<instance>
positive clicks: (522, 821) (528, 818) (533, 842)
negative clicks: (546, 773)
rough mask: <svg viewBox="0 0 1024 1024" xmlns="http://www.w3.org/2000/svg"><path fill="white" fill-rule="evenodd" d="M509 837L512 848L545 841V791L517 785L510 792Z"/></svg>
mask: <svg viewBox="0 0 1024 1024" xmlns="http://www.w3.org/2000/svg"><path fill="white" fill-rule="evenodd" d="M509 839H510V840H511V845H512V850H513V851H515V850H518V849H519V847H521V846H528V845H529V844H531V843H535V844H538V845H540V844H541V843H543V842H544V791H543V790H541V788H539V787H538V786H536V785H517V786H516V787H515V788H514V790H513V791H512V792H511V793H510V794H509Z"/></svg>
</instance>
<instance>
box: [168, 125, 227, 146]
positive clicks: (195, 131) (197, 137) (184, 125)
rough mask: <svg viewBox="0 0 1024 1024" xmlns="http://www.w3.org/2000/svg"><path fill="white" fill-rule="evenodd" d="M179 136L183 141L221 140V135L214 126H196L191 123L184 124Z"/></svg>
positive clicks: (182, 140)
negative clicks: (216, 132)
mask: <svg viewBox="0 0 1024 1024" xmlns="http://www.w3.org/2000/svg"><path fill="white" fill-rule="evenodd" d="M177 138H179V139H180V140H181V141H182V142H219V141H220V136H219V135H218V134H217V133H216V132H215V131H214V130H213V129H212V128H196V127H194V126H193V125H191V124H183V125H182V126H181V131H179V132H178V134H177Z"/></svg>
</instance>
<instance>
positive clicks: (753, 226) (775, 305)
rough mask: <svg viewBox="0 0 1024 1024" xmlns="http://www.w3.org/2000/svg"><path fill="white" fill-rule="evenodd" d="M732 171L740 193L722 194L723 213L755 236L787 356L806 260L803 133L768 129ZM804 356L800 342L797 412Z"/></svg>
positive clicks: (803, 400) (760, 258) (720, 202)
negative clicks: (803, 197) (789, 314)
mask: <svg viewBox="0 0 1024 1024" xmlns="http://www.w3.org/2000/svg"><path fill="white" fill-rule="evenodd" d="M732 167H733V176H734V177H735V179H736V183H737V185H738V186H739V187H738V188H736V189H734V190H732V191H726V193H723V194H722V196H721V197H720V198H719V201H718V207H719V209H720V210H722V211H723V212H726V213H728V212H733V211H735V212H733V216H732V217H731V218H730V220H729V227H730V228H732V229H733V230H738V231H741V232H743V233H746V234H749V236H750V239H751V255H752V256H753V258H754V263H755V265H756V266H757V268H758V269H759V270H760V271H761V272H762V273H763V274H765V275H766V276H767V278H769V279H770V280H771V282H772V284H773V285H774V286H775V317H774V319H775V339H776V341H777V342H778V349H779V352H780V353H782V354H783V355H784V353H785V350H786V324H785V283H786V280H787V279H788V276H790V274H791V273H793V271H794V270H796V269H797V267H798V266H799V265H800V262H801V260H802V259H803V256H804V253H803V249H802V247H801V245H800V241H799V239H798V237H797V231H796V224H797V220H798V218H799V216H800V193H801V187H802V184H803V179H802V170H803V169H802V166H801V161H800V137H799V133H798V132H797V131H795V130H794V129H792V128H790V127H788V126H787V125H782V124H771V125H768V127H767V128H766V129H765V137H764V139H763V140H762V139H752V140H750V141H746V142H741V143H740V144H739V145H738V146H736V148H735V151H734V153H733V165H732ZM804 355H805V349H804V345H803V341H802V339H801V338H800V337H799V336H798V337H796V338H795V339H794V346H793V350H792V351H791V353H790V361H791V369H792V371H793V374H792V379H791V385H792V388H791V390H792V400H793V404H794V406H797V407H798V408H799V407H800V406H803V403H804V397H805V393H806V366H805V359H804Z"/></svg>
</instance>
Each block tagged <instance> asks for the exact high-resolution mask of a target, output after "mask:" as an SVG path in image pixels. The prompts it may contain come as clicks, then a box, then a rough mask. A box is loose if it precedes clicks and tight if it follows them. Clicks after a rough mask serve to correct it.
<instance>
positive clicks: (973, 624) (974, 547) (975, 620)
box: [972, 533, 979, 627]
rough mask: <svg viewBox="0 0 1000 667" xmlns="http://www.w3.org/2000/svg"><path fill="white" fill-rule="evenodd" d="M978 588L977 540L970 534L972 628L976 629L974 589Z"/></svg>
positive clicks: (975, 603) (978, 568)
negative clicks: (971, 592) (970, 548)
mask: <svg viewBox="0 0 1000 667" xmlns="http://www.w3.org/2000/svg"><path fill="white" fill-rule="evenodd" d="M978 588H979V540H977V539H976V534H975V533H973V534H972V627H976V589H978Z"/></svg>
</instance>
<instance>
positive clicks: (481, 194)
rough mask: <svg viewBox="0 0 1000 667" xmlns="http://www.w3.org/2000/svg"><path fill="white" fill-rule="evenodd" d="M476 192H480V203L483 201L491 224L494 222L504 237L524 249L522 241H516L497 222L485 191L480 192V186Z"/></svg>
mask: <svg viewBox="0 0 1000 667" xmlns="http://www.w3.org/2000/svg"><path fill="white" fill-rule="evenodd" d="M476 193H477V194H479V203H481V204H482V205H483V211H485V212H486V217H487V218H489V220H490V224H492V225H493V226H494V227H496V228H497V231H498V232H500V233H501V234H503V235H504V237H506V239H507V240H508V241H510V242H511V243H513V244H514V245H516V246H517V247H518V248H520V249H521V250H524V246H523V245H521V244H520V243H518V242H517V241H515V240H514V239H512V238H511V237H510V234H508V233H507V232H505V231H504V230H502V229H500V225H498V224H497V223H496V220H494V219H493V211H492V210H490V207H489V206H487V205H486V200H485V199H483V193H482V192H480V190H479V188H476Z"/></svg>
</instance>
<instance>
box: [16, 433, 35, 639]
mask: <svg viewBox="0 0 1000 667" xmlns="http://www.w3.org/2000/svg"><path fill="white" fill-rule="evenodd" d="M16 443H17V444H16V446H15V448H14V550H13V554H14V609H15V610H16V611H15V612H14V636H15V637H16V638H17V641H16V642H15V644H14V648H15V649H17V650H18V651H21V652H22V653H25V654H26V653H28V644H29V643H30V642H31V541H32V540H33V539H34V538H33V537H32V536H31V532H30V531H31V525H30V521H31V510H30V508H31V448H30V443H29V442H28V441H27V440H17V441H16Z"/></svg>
────────────────────
REQUIRED WORK -
Update the listing above from its first line through the line containing "837L512 848L545 841V791L517", inclusive. Change "rough mask" to "coarse mask", keep everything else the same, and return only those lines.

WRITTEN RESPONSE -
<instance>
positive clicks: (522, 821) (528, 818) (533, 842)
negative clicks: (546, 773)
coarse mask: <svg viewBox="0 0 1024 1024" xmlns="http://www.w3.org/2000/svg"><path fill="white" fill-rule="evenodd" d="M509 837L512 848L545 841V791L517 785L510 792Z"/></svg>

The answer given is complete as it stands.